Exercise objective:
Reproduce the rows verbatim, starting from the first one and ending with the line that contains "pixel 956 419", including both of those lines.

START Data shown

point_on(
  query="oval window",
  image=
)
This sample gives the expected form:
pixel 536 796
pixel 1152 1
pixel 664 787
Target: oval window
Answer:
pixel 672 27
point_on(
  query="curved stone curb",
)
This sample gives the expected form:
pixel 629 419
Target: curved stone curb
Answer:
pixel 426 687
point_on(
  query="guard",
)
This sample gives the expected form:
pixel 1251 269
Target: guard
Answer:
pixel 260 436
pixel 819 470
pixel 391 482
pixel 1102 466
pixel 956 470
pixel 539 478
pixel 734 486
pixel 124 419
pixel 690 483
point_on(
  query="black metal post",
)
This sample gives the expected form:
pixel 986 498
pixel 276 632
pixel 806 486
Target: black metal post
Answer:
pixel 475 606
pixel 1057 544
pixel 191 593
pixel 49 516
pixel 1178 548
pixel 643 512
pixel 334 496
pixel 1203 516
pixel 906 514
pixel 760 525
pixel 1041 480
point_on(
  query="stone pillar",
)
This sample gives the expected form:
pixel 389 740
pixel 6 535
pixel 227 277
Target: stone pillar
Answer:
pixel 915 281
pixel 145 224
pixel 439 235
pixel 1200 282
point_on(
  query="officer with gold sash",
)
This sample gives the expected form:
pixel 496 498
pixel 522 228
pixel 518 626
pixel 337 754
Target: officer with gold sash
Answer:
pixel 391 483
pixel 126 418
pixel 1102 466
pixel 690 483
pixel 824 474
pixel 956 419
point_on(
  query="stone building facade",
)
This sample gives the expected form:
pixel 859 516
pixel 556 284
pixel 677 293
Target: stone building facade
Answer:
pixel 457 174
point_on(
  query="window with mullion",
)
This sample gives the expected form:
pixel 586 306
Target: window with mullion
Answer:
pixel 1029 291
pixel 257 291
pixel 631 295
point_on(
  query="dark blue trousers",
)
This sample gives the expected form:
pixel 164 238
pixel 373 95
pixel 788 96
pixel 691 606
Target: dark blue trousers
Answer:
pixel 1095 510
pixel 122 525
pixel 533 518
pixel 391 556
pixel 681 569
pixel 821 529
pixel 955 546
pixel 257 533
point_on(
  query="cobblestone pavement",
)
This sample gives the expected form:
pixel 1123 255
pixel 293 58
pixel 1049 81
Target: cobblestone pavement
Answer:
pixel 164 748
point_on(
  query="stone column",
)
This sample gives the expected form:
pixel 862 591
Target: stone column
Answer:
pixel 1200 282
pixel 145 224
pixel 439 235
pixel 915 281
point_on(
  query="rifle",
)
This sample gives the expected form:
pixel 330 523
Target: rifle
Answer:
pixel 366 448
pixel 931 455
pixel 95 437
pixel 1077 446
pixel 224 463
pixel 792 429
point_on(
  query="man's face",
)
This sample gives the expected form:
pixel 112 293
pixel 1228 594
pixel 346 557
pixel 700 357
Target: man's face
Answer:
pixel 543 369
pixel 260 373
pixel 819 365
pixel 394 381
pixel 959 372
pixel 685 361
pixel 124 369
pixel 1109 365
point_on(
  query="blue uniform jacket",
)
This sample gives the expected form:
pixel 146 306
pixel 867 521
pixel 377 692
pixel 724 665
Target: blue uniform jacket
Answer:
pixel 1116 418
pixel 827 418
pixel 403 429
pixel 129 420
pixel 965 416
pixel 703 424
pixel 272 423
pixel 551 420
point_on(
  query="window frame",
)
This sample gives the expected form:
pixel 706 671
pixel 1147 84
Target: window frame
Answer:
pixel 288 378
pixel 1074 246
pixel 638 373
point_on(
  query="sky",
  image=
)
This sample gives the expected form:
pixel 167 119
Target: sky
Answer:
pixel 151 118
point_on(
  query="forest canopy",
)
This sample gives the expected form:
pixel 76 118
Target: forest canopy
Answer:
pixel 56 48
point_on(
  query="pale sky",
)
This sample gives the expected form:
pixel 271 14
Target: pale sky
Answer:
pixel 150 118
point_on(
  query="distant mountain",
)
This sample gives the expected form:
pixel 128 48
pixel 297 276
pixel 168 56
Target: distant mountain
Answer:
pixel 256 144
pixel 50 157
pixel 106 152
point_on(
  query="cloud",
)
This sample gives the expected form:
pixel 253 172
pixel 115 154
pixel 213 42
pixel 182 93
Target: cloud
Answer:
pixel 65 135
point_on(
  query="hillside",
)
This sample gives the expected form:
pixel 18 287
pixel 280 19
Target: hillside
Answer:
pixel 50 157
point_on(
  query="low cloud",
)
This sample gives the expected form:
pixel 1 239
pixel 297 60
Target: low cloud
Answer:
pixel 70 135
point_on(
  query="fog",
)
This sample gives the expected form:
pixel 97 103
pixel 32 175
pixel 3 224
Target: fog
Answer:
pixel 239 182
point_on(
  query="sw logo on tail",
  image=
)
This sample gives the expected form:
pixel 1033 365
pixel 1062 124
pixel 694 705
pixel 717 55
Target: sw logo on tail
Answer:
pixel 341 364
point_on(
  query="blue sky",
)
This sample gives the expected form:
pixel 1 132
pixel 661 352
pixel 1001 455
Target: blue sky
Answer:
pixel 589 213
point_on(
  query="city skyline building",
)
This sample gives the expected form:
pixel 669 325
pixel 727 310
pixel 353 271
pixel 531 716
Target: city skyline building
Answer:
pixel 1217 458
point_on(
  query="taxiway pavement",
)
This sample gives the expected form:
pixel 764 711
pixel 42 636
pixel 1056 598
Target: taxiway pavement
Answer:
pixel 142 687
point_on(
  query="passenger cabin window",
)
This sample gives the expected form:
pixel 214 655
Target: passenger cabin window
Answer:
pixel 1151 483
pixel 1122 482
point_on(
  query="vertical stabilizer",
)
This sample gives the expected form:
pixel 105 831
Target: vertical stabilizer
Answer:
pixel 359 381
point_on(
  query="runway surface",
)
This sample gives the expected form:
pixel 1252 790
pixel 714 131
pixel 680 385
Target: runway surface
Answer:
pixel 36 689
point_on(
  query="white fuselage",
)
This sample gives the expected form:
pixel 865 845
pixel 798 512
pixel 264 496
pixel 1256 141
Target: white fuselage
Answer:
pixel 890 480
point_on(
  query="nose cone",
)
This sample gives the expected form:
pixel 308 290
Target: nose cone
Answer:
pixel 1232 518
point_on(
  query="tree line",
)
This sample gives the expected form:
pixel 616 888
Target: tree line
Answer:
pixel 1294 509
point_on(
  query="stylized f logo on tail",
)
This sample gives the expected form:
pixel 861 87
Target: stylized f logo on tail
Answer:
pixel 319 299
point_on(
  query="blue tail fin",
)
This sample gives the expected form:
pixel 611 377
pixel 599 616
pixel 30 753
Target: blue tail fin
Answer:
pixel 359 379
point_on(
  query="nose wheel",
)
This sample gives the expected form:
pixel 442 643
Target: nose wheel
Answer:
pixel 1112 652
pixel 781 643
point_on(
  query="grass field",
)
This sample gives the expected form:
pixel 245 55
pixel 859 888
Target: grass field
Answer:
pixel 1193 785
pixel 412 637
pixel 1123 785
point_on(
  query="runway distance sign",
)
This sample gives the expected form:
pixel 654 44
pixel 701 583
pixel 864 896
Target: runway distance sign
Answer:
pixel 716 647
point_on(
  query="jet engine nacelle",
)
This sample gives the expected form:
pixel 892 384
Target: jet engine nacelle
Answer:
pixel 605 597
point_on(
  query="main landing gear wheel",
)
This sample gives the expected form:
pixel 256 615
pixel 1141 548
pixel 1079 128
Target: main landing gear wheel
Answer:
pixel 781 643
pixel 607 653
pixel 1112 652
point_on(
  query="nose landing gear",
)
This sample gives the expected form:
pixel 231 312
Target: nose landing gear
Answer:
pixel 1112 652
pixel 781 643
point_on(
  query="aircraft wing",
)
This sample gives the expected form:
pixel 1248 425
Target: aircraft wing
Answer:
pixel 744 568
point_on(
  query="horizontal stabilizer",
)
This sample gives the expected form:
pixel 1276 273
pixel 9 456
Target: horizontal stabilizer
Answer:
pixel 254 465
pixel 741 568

END Data shown

Reply:
point_on(
  query="oval window",
  image=
)
This sample gives the expected form:
pixel 536 796
pixel 1152 1
pixel 664 787
Target: oval window
Answer:
pixel 672 27
point_on(
  query="curved stone curb",
)
This sample gives the expected form:
pixel 629 419
Target: curved stone curb
Answer:
pixel 426 687
point_on(
  query="guard",
)
This sample gives the expected form:
pixel 1251 269
Target: guard
Answer:
pixel 260 436
pixel 819 470
pixel 391 482
pixel 1102 466
pixel 956 470
pixel 539 478
pixel 734 486
pixel 124 419
pixel 690 483
point_on(
  query="black metal post",
)
This sample gives the expected form:
pixel 986 498
pixel 276 632
pixel 806 486
Target: black metal post
Answer:
pixel 475 606
pixel 1057 544
pixel 191 593
pixel 49 516
pixel 1178 548
pixel 643 512
pixel 334 496
pixel 1203 516
pixel 906 514
pixel 760 525
pixel 1041 480
point_on(
  query="stone pillar",
)
This sample gives the expected form:
pixel 389 740
pixel 6 535
pixel 227 277
Target: stone pillar
Answer:
pixel 915 281
pixel 145 224
pixel 439 235
pixel 1200 282
point_on(
  query="officer with gold sash",
)
This sample gives the expected form:
pixel 496 498
pixel 522 228
pixel 518 626
pixel 337 754
Target: officer with gold sash
Answer:
pixel 391 483
pixel 126 418
pixel 1102 466
pixel 690 483
pixel 824 474
pixel 956 419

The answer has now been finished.